◆ **OBJECTIVE**:
Nothing but the lines from the one containing "Expected: a point placed on each instance of the shrimp in" to the end of the data should be returned, exactly as written; pictures are omitted.

◆ **STORED DATA**:
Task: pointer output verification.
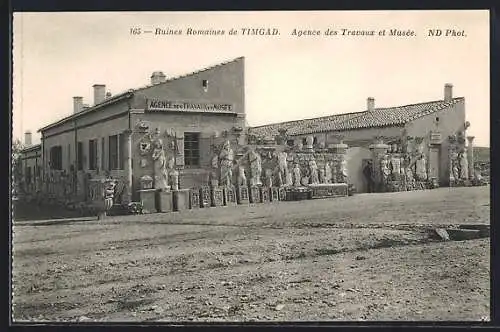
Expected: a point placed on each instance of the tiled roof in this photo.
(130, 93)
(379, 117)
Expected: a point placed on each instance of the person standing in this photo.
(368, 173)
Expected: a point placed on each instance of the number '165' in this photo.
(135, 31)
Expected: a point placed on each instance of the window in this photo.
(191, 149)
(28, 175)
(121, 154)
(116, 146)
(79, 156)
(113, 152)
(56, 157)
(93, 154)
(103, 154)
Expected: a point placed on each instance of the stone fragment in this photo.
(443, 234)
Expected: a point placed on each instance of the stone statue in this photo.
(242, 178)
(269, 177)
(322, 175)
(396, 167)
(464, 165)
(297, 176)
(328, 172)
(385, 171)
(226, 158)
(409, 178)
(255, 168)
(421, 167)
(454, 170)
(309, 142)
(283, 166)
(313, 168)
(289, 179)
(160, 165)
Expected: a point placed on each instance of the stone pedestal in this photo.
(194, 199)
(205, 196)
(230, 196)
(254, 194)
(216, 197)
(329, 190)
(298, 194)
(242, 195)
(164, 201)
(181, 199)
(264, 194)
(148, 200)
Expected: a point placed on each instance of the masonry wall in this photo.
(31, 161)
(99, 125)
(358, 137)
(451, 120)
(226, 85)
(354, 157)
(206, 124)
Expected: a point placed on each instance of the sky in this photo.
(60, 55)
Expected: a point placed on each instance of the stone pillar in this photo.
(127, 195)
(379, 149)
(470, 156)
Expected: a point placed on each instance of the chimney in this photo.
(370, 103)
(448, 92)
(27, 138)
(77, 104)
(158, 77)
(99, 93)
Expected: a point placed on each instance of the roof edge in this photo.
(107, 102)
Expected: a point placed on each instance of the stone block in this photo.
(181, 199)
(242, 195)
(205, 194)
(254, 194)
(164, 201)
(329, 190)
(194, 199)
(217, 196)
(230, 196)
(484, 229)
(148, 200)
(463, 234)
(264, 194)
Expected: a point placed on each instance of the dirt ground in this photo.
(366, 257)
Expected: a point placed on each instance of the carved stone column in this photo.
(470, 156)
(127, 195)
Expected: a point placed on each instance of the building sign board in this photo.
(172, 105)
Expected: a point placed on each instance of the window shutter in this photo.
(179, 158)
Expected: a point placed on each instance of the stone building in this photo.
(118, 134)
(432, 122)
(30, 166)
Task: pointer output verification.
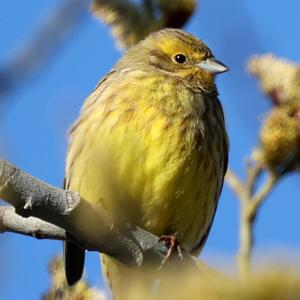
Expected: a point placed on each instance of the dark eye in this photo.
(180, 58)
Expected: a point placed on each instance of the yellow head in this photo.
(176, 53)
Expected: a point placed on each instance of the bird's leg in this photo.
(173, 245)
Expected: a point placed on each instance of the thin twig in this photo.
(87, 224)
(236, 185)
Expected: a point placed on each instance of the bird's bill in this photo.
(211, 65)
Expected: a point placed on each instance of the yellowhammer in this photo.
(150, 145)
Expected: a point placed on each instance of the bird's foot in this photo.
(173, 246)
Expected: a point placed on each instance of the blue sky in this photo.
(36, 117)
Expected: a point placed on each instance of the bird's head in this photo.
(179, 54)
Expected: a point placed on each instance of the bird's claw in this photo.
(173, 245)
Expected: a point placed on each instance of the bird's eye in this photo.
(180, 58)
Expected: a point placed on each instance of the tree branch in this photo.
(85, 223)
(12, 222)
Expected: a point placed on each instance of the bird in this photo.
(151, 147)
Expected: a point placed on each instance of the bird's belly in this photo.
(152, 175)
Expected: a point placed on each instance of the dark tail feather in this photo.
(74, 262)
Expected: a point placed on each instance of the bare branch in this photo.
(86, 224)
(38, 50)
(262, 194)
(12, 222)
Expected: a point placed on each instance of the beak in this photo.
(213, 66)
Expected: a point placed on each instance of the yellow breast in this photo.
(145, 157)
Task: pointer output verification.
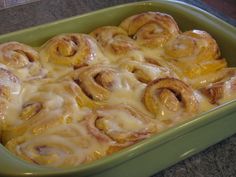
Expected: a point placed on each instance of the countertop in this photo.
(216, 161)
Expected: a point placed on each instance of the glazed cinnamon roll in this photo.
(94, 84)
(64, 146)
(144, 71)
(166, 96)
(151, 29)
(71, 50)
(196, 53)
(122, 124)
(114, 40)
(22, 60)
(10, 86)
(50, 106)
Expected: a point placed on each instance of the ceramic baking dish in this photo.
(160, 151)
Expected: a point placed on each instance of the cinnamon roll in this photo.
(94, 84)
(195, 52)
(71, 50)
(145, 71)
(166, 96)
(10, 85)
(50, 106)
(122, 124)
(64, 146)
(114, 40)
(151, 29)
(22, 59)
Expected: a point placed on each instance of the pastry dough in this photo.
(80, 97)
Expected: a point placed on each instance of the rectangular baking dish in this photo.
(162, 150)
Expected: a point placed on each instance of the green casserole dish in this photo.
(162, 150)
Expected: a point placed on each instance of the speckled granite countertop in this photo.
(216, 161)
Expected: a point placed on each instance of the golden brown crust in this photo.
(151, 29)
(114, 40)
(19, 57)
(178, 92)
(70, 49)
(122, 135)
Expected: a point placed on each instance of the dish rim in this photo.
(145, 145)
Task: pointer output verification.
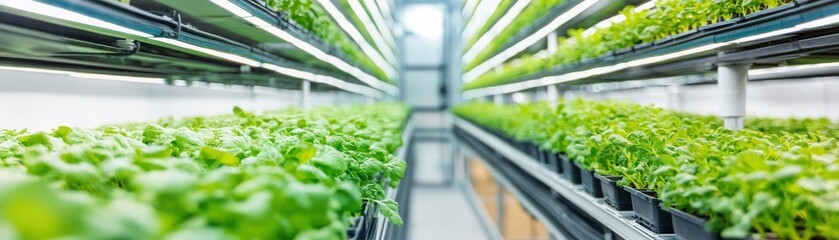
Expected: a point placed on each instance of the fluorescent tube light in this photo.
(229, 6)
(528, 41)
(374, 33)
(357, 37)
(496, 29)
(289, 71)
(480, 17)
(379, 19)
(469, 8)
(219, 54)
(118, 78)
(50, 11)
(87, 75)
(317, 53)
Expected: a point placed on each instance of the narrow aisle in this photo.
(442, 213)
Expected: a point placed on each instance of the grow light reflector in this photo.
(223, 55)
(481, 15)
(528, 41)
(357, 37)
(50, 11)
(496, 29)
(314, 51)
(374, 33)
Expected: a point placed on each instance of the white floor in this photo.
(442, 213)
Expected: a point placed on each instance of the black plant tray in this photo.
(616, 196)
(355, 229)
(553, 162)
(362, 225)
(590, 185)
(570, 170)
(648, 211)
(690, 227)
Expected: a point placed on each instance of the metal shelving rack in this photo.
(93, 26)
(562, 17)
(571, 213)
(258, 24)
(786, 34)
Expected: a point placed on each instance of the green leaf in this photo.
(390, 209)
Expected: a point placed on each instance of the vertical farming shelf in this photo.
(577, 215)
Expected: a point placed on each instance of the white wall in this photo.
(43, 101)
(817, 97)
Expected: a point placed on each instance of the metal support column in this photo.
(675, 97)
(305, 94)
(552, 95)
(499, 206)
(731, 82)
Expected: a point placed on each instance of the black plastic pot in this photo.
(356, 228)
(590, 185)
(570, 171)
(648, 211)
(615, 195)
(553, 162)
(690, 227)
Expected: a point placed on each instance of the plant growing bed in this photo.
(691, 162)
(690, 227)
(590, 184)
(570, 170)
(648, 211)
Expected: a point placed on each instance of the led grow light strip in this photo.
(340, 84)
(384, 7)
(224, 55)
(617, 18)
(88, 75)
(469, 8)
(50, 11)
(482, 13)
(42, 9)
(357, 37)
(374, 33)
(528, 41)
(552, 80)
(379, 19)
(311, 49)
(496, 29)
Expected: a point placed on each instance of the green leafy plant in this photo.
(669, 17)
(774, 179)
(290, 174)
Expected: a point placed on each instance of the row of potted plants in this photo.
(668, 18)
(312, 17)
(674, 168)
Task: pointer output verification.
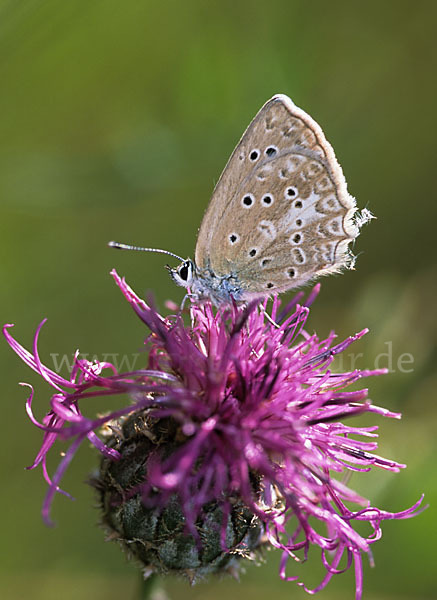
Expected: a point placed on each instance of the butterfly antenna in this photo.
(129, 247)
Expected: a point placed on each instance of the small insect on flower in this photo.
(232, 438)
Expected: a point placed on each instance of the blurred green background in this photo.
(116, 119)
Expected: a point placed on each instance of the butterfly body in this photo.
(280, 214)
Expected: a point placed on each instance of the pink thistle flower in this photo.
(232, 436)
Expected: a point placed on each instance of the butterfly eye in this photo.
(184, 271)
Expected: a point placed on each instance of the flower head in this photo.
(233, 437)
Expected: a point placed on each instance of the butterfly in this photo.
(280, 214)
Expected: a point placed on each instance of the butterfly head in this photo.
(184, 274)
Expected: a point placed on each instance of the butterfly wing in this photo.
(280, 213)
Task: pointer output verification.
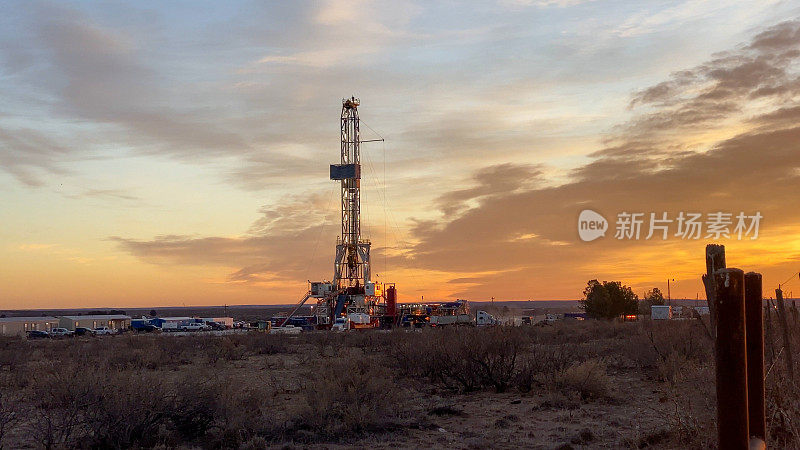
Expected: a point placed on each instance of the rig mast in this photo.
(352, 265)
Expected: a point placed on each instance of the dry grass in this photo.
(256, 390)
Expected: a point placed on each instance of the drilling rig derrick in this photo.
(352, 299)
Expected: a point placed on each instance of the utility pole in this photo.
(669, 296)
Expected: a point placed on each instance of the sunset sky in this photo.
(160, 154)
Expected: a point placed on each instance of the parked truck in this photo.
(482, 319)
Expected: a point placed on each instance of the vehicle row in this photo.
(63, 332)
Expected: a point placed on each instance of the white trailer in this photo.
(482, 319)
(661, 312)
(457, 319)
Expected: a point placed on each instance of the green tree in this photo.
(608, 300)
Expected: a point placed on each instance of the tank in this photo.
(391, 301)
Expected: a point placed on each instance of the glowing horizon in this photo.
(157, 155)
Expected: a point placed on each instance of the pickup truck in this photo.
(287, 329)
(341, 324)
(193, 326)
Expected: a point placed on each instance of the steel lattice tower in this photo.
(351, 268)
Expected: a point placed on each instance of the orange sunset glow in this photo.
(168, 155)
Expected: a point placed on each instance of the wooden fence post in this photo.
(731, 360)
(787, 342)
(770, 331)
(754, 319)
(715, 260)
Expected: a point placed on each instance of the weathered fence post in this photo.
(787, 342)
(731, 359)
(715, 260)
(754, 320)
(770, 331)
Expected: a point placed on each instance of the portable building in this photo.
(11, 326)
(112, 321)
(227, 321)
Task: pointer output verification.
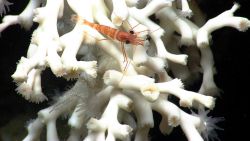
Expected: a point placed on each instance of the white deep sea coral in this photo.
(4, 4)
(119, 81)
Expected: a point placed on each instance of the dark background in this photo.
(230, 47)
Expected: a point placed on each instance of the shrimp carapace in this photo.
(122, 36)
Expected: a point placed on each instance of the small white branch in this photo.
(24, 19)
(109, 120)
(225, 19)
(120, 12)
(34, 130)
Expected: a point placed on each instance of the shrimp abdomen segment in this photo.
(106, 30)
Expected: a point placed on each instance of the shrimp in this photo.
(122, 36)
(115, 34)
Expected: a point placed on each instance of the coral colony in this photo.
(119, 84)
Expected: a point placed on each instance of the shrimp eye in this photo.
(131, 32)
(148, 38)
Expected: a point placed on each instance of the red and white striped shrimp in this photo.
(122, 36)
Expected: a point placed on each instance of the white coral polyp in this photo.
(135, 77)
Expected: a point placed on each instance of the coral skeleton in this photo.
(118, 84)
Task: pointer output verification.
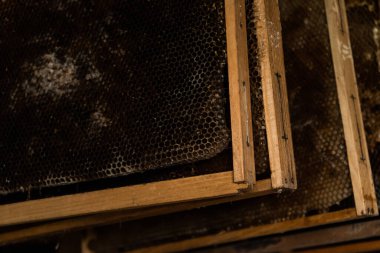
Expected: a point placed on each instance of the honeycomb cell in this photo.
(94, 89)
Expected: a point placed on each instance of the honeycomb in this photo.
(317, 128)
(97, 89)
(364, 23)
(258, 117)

◆ **REPLY**:
Expected: a point placed on each instance of the shrimp in this photo.
(122, 36)
(115, 34)
Expected: a point placed on each instance of the coral colony in this photo.
(119, 84)
Expected: a point placed on each instance of the shrimp eye in this photo.
(131, 32)
(148, 38)
Expected: a point placed on each instance of the red and white striped shrimp in this photo.
(122, 36)
Expected: a point placed on each instance of the white coral polyp in this photo.
(135, 77)
Expected: a point placed on each instance of the coral skeleton in this photo.
(118, 84)
Task: pointer output verification.
Expected: a point placed on each instance of the honeycomb cell in this photo.
(94, 89)
Expected: a point placed on each instance of the honeycomb in this photo.
(317, 128)
(97, 89)
(364, 23)
(258, 117)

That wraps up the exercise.